Information supplied:
--- --- ---

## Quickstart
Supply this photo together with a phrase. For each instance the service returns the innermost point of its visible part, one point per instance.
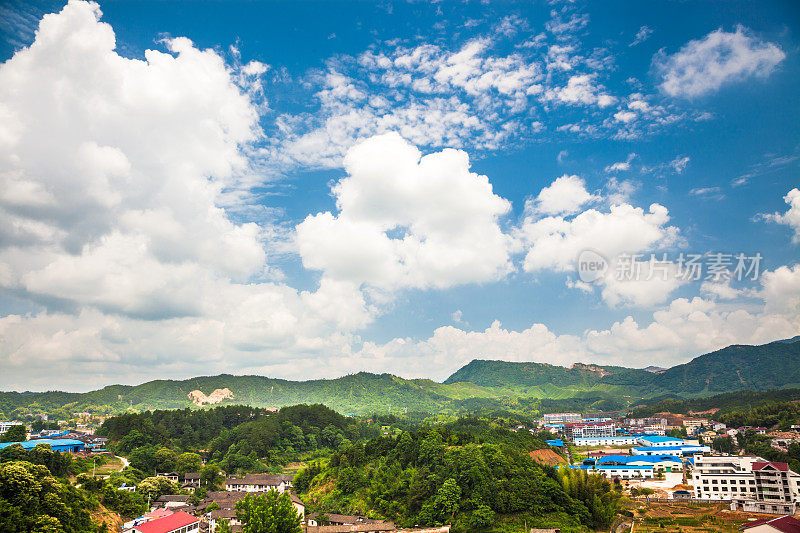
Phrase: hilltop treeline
(186, 428)
(743, 408)
(237, 438)
(468, 473)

--- --- ---

Extract every line above word for word, leaving out the picture.

Task output:
## Quickstart
Supply this photo together with a phrase. For each instance the service returns the innermost point of its visible part, one point per instance.
Phrase: hilltop treeline
(186, 428)
(743, 408)
(237, 438)
(468, 473)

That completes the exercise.